◆ TEXTE PRÉSENTÉ

'''

On ne parle plus assez de The Replacements, l’un des groupes de Rock US les plus essentiels de toute la (plus si) courte histoire de cette musique : leur justesse absolue, leur classe, leur manière tellement déchirante de parler de la vie quotidienne du loser ordinaire, leur capacité à chanter du rock américain « classique » avec une énergie « punk » et des mélodies superbes. Tout le monde ou presque est passé à côté de ce groupe, et maintenant ils sont oubliés même par ceux qui s’arrogent le droit d’écrire l’histoire. Après tout, ce n’est pas si grave puisqu’on peut toujours assez facilement écouter leurs albums… Jusqu’à quand ?

On ne parle pas assez de The Menzingers, l’un de ces dizaines, non de ces centaines de groupes de Rock US qui s’échinent dans des trous perdus à parler de la vie quotidienne de l’homme ordinaire, pas si loin d’une vision « springsteenienne » des Etats-Unis, mais avec une énergie « punk » qu’ils perpétuent en dépit des clichés que véhicule désormais cette musique, et avec des mélodies faciles à chanter, et même à retenir. The Menzingers, ils ne sont pas vraiment du même niveau que The Replacements, mais ils s’en approchent assez pour qu’on les aime sans pour autant avoir l’impression d’écouter une simple copie d’un grand groupe du passé.

'''

◆ LISTE FOURNIE

'''

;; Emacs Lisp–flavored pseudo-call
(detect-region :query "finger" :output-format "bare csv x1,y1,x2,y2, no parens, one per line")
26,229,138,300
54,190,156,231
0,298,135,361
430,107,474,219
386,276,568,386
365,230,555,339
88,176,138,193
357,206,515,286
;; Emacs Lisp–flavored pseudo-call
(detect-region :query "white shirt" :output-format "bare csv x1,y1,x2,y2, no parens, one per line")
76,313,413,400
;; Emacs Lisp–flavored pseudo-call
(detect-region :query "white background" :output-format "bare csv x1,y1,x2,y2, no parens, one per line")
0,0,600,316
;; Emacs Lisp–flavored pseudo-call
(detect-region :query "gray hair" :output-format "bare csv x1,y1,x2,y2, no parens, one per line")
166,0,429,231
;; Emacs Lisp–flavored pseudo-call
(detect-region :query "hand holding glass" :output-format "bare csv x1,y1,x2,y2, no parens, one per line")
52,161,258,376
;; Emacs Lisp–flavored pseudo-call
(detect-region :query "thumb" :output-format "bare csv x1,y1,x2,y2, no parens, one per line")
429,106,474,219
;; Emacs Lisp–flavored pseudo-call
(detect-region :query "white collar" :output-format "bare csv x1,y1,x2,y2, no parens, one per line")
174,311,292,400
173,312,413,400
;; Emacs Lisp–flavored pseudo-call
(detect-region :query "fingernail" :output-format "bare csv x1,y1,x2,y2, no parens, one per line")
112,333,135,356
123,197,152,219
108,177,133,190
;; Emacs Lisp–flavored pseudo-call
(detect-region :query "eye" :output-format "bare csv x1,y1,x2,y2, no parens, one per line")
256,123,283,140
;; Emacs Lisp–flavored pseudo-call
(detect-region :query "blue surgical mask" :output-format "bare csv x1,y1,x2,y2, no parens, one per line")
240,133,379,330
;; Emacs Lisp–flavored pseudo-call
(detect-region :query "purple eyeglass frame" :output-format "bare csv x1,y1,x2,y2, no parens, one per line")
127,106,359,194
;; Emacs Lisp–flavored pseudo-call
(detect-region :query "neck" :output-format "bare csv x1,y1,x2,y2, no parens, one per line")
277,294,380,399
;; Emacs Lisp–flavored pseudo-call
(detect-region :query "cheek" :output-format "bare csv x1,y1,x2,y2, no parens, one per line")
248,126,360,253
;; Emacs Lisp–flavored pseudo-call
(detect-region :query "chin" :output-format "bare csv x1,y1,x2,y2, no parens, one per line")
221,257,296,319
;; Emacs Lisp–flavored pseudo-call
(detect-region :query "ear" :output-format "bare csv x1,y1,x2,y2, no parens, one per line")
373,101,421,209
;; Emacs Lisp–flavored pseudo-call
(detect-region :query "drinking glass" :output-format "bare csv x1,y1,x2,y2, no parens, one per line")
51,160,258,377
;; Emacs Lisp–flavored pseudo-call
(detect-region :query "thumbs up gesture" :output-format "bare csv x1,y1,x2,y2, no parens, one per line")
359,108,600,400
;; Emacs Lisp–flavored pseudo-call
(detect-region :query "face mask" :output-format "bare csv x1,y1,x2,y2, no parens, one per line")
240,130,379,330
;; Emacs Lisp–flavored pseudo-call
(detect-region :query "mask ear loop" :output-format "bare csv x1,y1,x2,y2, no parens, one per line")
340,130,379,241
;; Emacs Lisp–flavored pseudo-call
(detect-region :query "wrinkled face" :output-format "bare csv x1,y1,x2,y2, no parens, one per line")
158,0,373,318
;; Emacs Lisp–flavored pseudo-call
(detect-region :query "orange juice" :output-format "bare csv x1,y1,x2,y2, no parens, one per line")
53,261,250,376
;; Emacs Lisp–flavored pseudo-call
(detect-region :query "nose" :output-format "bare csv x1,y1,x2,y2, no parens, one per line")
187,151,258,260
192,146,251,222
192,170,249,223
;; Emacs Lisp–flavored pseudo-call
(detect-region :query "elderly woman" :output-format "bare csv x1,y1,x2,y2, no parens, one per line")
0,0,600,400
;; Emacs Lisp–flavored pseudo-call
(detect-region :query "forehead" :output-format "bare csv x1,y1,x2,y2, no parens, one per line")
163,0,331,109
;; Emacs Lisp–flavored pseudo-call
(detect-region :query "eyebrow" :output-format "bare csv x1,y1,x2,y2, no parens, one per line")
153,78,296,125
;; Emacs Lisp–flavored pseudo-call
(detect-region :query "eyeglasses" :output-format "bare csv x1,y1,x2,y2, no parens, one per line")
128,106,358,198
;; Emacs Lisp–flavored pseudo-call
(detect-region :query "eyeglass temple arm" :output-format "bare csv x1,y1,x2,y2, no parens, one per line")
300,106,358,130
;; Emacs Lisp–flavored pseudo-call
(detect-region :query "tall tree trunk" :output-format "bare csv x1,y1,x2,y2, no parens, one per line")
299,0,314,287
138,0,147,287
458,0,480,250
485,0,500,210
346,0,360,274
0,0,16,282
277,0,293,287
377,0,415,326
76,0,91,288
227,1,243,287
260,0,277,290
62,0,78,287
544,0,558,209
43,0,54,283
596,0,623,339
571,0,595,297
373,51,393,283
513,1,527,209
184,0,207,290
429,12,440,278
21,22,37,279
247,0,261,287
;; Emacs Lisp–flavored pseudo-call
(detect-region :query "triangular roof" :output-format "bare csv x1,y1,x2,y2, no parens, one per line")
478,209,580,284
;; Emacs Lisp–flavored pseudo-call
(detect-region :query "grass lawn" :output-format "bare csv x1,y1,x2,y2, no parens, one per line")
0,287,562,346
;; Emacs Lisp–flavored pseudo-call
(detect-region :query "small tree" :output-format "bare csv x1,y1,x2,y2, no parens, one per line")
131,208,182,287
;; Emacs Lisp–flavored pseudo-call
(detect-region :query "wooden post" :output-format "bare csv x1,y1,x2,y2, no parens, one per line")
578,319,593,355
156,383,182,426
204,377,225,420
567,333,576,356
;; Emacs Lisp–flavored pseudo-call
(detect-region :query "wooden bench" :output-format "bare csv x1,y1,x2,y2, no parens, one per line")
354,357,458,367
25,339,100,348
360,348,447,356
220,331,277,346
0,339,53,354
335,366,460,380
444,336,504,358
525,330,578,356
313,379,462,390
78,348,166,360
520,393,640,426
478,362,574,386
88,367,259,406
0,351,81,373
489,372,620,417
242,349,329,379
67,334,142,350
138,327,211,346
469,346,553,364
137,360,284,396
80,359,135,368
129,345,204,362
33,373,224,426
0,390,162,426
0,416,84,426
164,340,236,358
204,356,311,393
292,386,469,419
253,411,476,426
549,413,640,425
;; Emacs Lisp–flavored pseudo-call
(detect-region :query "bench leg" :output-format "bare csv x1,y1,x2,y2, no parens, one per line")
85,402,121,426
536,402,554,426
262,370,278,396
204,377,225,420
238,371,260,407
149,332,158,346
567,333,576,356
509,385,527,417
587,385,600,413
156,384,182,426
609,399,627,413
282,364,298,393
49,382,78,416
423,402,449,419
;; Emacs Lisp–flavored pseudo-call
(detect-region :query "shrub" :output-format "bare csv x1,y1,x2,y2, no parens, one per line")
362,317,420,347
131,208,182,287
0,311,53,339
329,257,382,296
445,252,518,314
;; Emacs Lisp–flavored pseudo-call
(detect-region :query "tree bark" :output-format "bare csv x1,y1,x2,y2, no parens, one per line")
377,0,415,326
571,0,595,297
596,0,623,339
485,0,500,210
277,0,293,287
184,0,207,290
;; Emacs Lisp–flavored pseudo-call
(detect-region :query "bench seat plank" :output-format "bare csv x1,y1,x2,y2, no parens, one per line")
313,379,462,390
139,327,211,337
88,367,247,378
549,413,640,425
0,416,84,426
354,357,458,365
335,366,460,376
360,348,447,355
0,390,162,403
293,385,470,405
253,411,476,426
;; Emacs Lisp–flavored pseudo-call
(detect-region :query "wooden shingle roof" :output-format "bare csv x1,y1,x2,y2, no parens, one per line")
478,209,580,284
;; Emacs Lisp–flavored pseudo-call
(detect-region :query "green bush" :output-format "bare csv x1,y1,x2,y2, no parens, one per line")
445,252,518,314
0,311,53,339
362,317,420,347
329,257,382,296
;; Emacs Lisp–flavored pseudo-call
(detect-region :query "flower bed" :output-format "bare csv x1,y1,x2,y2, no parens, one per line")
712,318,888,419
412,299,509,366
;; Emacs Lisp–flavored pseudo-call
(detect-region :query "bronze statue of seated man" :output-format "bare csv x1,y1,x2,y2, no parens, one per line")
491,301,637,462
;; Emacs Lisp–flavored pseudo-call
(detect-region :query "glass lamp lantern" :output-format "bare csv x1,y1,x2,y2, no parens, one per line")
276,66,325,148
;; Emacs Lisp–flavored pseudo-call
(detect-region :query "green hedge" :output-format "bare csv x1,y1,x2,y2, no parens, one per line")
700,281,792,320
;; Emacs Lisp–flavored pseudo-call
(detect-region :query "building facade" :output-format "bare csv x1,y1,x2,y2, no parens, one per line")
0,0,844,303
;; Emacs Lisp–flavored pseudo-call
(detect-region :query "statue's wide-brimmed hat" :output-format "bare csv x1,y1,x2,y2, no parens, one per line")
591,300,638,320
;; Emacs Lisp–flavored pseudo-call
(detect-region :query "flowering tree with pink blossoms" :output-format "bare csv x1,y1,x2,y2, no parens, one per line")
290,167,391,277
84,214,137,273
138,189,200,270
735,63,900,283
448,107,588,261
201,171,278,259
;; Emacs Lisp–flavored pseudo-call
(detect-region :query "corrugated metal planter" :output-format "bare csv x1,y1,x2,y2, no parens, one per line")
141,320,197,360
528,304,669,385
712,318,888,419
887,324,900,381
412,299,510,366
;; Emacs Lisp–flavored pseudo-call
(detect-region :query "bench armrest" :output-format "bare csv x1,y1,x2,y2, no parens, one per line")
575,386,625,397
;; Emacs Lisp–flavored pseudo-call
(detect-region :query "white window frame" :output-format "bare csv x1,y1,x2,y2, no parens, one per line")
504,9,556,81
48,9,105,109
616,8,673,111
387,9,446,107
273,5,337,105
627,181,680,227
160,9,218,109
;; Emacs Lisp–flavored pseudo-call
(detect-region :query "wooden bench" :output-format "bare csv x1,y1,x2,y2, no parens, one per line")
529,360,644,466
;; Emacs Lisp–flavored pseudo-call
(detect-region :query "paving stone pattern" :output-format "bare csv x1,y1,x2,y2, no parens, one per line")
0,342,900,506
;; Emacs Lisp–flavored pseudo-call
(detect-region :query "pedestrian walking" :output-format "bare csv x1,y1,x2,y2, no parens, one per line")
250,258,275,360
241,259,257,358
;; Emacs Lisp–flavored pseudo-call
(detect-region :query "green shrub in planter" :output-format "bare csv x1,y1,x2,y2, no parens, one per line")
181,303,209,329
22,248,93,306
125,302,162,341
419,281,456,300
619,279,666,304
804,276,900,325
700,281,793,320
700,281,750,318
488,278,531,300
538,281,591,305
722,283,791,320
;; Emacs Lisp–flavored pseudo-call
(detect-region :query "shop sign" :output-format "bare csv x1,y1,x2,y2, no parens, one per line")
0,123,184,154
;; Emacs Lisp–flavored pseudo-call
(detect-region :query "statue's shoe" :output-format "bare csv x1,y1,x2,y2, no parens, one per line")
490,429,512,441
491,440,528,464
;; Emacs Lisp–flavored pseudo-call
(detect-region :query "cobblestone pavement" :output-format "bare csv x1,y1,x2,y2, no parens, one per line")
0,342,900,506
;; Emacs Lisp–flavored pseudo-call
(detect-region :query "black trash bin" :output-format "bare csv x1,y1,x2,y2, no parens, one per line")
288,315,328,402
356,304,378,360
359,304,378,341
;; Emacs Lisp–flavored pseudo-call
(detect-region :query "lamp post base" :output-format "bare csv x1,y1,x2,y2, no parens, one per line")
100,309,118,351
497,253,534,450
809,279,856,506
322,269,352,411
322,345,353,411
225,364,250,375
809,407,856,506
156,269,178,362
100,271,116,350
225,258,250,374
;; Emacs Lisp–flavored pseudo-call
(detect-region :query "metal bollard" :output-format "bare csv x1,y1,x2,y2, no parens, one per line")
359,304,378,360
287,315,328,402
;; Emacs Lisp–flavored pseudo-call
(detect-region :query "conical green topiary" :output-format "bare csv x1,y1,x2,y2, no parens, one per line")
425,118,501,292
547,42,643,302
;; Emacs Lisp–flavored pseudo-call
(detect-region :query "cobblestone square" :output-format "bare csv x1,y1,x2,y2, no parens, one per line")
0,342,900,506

'''

◆ CONSIGNES
1) D'après le texte, quel groupe n'est pas vraiment du même niveau que The Replacements ?
2) Relevez toutes les qualités de The Replacements que le texte énumère après les deux-points de sa première phrase.
La liste n'entre pas en jeu ici.

◆ RÉPONSES DANS L'ORDRE
1) The Menzingers.

2)
- leur justesse absolue
- leur classe
- leur manière tellement déchirante de parler de la vie quotidienne du loser ordinaire
- leur capacité à chanter du rock américain « classique » avec une énergie « punk » et des mélodies superbes